[GEGEVEN TEKST]
ECLI:NL:GHARL:2019:9671

Gerechtshof Arnhem-Leeuwarden

Datum uitspraak
12 november 2019
Publicatiedatum
12 november 2019
Zaaknummer
18/00702
Instantie
Gerechtshof Arnhem-Leeuwarden
Type
Uitspraak
Rechtsgebied
Bestuursrecht; Belastingrecht
Procedures
  • Hoger beroep
Rechters
Vindplaatsen
  • Rechtspraak.nl
AI samenvatting door LexboostAutomatisch gegenereerd

Hoger beroep tegen naheffingsaanslag parkeerbelasting en onderzoeksplicht van belanghebbende

In deze zaak gaat het om een hoger beroep van de heffingsambtenaar van de gemeente Nijmegen tegen de uitspraak van de rechtbank Gelderland, die een naheffingsaanslag parkeerbelasting had vernietigd. De belanghebbende, die in het bezit was van een parkeervergunning voor de Tweede Ring Oost, parkeerde zijn auto op 22 oktober 2017 in de Eerste Ring, waar andere parkeertarieven gelden. De heffingsambtenaar handhaafde de naheffingsaanslag van € 63,20, maar de rechtbank oordeelde dat de naheffingsaanslag niet terecht was opgelegd. De heffingsambtenaar ging in hoger beroep.

[GEGEVENS]
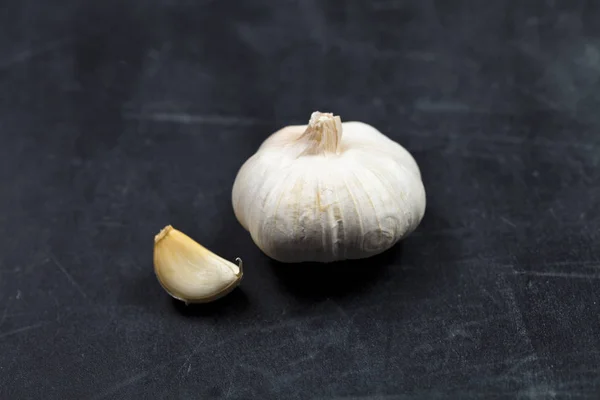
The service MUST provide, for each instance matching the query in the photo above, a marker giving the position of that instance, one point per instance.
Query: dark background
(121, 117)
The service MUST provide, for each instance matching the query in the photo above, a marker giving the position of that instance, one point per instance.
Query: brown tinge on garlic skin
(328, 191)
(189, 272)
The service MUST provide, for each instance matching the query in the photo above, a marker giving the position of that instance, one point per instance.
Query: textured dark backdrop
(121, 117)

[OPGAVE 1] Leg met de tekst over de naheffingsaanslag parkeerbelasting uit waarom de parkeervergunning van de belanghebbende niet vanzelf gold voor de plek waar hij op 22 oktober 2017 parkeerde.
[OPGAVE 2] Ga verder met de tekst over de naheffingsaanslag parkeerbelasting, direct na de laatste zin.

[EINDANTWOORD 1] Zijn vergunning gold voor de Tweede Ring Oost. Hij parkeerde zijn auto echter in de Eerste Ring, en daar gelden andere parkeertarieven.

[EINDANTWOORD 2]
Tijdens de zitting werd vastgesteld dat de belanghebbende op de hoogte was van de verschillende parkeerzones, maar dat hij niet had gelet op de kleur van de parkeerautomaat, die aangaf dat hij zich in een andere zone bevond. Het Hof oordeelde dat de belanghebbende een onderzoeksplicht had en dat hij redelijkerwijs had moeten begrijpen dat hij in een andere parkeerzone parkeerde. Het Hof verwierp ook het beroep op het vertrouwensbeginsel, omdat de auto te ver van de zonegrens was geparkeerd. Uiteindelijk oordeelde het Hof dat de naheffingsaanslag terecht was opgelegd en vernietigde de uitspraak van de rechtbank.

Uitspraak

GERECHTSHOF ARNHEM - LEEUWARDEN

locatie Arnhem
nummer: 18/00702
uitspraakdatum: 12 november 2019
Uitspraak van de vijfde meervoudige Belastingkamer
op het hoger beroep van
de
heffingsambtenaarvan de
gemeente Nijmegen(hierna: de heffingsambtenaar)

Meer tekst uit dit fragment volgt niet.